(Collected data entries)
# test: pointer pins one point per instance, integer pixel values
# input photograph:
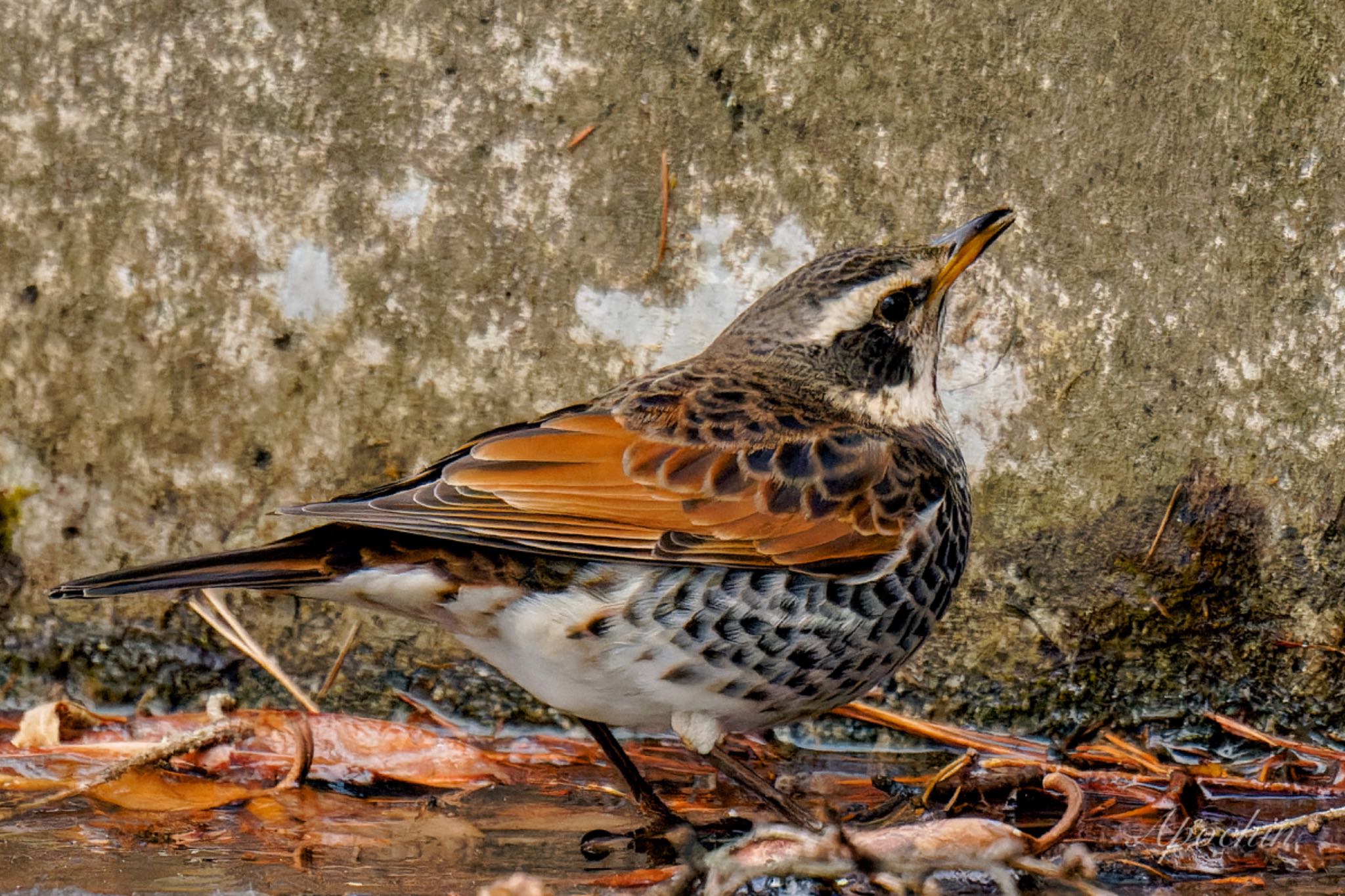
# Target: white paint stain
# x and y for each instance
(1309, 164)
(662, 335)
(310, 286)
(408, 203)
(982, 386)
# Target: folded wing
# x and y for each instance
(584, 484)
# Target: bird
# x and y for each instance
(751, 536)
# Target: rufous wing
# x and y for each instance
(584, 484)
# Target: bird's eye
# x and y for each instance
(896, 307)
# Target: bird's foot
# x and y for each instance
(669, 840)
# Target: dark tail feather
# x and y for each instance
(309, 558)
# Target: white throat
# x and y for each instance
(896, 406)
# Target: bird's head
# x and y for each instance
(866, 323)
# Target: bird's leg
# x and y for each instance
(762, 789)
(667, 836)
(646, 798)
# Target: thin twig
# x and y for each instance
(580, 137)
(1313, 821)
(218, 617)
(341, 658)
(433, 712)
(210, 735)
(1274, 740)
(303, 761)
(997, 744)
(663, 218)
(1281, 643)
(1162, 527)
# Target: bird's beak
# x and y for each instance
(967, 242)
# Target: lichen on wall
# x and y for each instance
(272, 251)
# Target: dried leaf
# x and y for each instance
(152, 790)
(43, 726)
(636, 878)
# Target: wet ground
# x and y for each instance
(345, 832)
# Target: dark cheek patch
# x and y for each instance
(873, 356)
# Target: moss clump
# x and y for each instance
(10, 501)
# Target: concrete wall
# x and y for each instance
(256, 253)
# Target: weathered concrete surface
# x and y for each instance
(255, 253)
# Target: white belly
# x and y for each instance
(544, 643)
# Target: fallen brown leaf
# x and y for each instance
(158, 790)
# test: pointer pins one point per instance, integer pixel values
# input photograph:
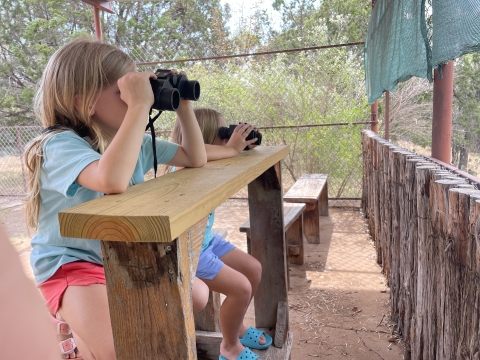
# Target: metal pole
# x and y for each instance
(387, 115)
(374, 117)
(442, 113)
(98, 23)
(374, 107)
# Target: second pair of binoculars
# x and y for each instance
(169, 88)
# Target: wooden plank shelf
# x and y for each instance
(151, 238)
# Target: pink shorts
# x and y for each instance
(78, 273)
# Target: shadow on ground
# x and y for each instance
(338, 301)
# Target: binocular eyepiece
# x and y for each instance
(226, 133)
(169, 88)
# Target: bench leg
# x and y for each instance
(311, 223)
(323, 201)
(209, 318)
(268, 244)
(294, 239)
(149, 294)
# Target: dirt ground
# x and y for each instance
(338, 303)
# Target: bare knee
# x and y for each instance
(242, 291)
(200, 295)
(256, 272)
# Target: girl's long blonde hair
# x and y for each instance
(207, 120)
(74, 75)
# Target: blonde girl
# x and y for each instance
(221, 266)
(94, 107)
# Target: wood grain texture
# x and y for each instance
(209, 318)
(161, 209)
(307, 188)
(281, 328)
(208, 345)
(293, 219)
(425, 224)
(267, 243)
(149, 288)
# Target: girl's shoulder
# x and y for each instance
(66, 142)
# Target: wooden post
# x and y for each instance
(267, 243)
(294, 236)
(156, 280)
(208, 319)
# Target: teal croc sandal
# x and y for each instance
(246, 354)
(252, 336)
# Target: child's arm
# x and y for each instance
(111, 174)
(234, 146)
(191, 153)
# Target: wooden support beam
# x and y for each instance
(151, 239)
(267, 243)
(149, 288)
(101, 5)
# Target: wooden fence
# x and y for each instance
(424, 222)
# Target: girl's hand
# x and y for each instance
(185, 105)
(237, 140)
(135, 88)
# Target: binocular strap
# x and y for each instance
(154, 145)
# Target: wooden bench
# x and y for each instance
(293, 219)
(151, 237)
(311, 189)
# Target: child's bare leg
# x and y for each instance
(200, 294)
(252, 269)
(238, 291)
(85, 309)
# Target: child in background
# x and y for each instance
(221, 266)
(94, 108)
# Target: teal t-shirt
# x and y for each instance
(65, 155)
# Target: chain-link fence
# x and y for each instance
(308, 92)
(333, 150)
(12, 169)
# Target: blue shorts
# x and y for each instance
(209, 263)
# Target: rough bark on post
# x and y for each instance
(424, 346)
(157, 276)
(268, 244)
(446, 274)
(409, 229)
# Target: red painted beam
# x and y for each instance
(442, 113)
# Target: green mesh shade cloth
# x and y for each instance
(396, 47)
(455, 29)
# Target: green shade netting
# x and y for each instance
(396, 47)
(455, 29)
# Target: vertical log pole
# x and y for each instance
(442, 113)
(424, 347)
(149, 288)
(387, 115)
(440, 224)
(268, 244)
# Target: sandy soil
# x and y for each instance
(338, 301)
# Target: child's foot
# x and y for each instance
(243, 330)
(67, 345)
(232, 353)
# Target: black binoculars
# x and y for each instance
(226, 133)
(168, 88)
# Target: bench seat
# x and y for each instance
(311, 189)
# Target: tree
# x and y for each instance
(31, 30)
(466, 116)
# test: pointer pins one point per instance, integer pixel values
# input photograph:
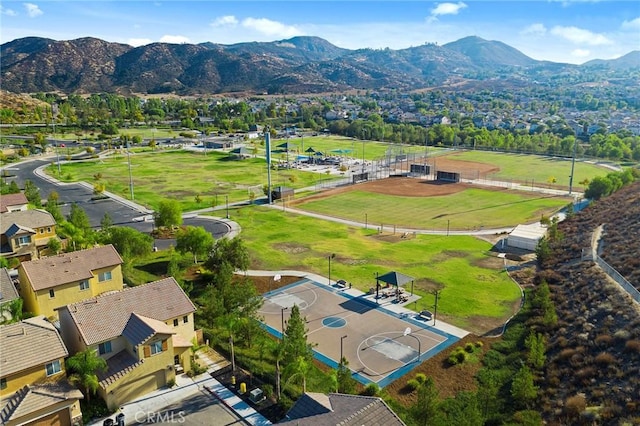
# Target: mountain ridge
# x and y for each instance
(300, 64)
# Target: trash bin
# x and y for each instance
(120, 419)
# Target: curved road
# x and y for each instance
(123, 212)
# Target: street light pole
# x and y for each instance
(282, 319)
(130, 174)
(331, 256)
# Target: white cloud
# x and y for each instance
(174, 39)
(634, 24)
(271, 28)
(579, 35)
(135, 42)
(447, 8)
(225, 21)
(580, 53)
(534, 30)
(8, 12)
(33, 10)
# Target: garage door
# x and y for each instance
(139, 387)
(61, 418)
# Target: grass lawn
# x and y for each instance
(475, 285)
(182, 175)
(536, 168)
(328, 145)
(467, 210)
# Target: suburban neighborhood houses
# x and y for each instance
(55, 281)
(144, 333)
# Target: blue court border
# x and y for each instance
(401, 371)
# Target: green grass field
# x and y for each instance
(467, 210)
(182, 175)
(534, 169)
(475, 285)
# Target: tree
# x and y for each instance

## Short task
Reproduce the material above in full and without alteration, but skip all pictures.

## Response
# test: pointer pins one point per instance, integer pixel values
# input photograph:
# Target: white paint stain
# x and y for each instance
(1309, 164)
(662, 335)
(310, 286)
(408, 203)
(982, 386)
# Target: folded wing
# x and y for each instance
(584, 484)
# Target: bird
# x and y for each instance
(751, 536)
# Target: rufous wing
# x and y for each instance
(584, 484)
# Target: bird's eye
# x and y for each instance
(896, 307)
# Target: bird's foot
# x and y for each instance
(669, 840)
# Target: dark tail feather
# x and y for each instance
(309, 558)
# Target: white throat
# x and y for each instance
(896, 406)
# Target: bird's head
# x and y for each instance
(866, 323)
# Target: bird's leg
# x and y for each instance
(762, 789)
(667, 836)
(646, 798)
# Target: thin twig
# x and y for each instance
(580, 137)
(1313, 821)
(218, 617)
(341, 658)
(433, 712)
(210, 735)
(1274, 740)
(303, 761)
(997, 744)
(663, 218)
(1281, 643)
(1162, 527)
# Target: bird's beak
# x and y for each instance
(967, 242)
# Target: lichen on wall
# x and y for each instance
(272, 251)
# Target: dried leaf
# x and y for each instance
(152, 790)
(43, 726)
(636, 878)
# Target: wet ground
# x and y for each instance
(345, 832)
# Target: dark cheek patch
# x and y for each instance
(873, 356)
# Target: moss clump
# x and y for each instance
(10, 501)
# Target: concrete wall
# x and y for each instance
(256, 253)
# Target: weathered concrete surface
# x and y for each instance
(255, 253)
# Target: white belly
# x and y for each instance
(544, 643)
# Target: fallen brown leaf
# x and y for each instance
(158, 790)
# test: pointer pins one point per instance, integer pixel values
# input photograph:
# Target: metal pole
# x and y for each instance
(387, 115)
(374, 117)
(442, 113)
(98, 23)
(374, 107)
# Target: second pair of binoculars
# x and y for each instance
(169, 88)
# Target: wooden plank shelf
# x and y for each instance
(151, 238)
# Target: pink shorts
# x and y for each instance
(78, 273)
# Target: shadow on ground
# x and y for each instance
(338, 301)
# Target: binocular eyepiece
# x and y for each instance
(226, 133)
(169, 88)
# Target: bench leg
# x and y for each instance
(311, 223)
(323, 201)
(209, 318)
(268, 244)
(294, 239)
(149, 294)
# Target: dirt ground
# x and y for each instance
(338, 303)
# Target: bare knee
# x and y for each instance
(242, 291)
(200, 295)
(256, 272)
# Target: girl's long blonde hair
# x and y for each instance
(207, 120)
(74, 75)
# Target: blonde girl
# x and y for each instance
(221, 266)
(94, 107)
# Target: wood grain texture
# x and y for each instance
(209, 318)
(161, 209)
(307, 188)
(281, 328)
(208, 345)
(293, 219)
(425, 224)
(267, 243)
(149, 288)
# Target: girl's shoulder
# x and y for each instance
(66, 142)
# Target: wooden post
# x and y for each instance
(267, 243)
(294, 236)
(156, 280)
(208, 319)
# Target: teal croc sandal
# x and y for each instance
(246, 354)
(252, 336)
# Target: child's arm
# x and y for each instance
(111, 174)
(234, 146)
(191, 153)
# Target: wooden support beam
# x and y for each instance
(151, 239)
(267, 243)
(149, 288)
(101, 5)
# Target: wooden fence
# x and y for each instance
(424, 222)
# Target: girl's hand
# x and y for each instance
(185, 105)
(237, 140)
(135, 88)
# Target: binocular strap
# x and y for each instance
(154, 145)
# Target: wooden bench
# x and y for each instance
(293, 219)
(151, 237)
(311, 189)
# Target: child's bare leg
# x and y for each instance
(200, 294)
(252, 269)
(238, 291)
(85, 309)
# Target: child in background
# x and y for each instance
(221, 266)
(94, 108)
# Target: teal t-shirt
# x and y for each instance
(65, 155)
# Target: chain-link fence
# x and y for each instance
(308, 92)
(333, 150)
(12, 169)
# Target: blue shorts
# x and y for each instance
(209, 263)
# Target: rough bark on post
# x and y for each instance
(424, 346)
(157, 276)
(268, 244)
(446, 274)
(409, 229)
# Target: red painted beam
# x and y for each instance
(442, 113)
# Target: green mesh shade cloth
# x and y for each instance
(396, 47)
(455, 29)
# Target: green shade netting
# x and y for each instance
(396, 47)
(455, 29)
# Target: vertical log pole
# x and y for each instance
(442, 113)
(424, 347)
(149, 288)
(387, 115)
(440, 224)
(268, 244)
# Target: sandy soil
# x and y for each instance
(338, 301)
# Target: child's foot
# x and y for each instance
(243, 330)
(67, 345)
(232, 353)
# Target: black binoculars
# x and y for each instance
(226, 133)
(168, 88)
# Target: bench seat
# x and y for each instance
(311, 189)
# Target: tree
# x and y for each instance
(31, 30)
(466, 116)
# test: pointer pins one point per instance, integer pixel values
# input photograph:
# Target: mountain ridge
# x and y for each instance
(300, 64)
# Target: trash bin
# x and y for each instance
(120, 419)
# Target: curved road
# x and y for each instance
(123, 212)
# Target: street light pole
# x and y for each instance
(282, 319)
(130, 174)
(331, 256)
# Target: white cloud
# x and y for each instance
(174, 39)
(634, 24)
(271, 28)
(579, 35)
(135, 42)
(447, 8)
(225, 21)
(580, 53)
(534, 30)
(8, 12)
(33, 10)
# Target: garage door
# x and y for each instance
(139, 387)
(61, 418)
# Target: grass lawn
# x and y for each instance
(475, 285)
(182, 175)
(536, 168)
(328, 145)
(467, 210)
# Target: suburban neighborhood houses
# x and y for each instance
(55, 281)
(144, 333)
# Target: blue court border
# x and y for each instance
(401, 371)
# Target: green grass field
# x and y for each instance
(467, 210)
(182, 175)
(534, 169)
(475, 285)
# Target: tree
# x and y for each instance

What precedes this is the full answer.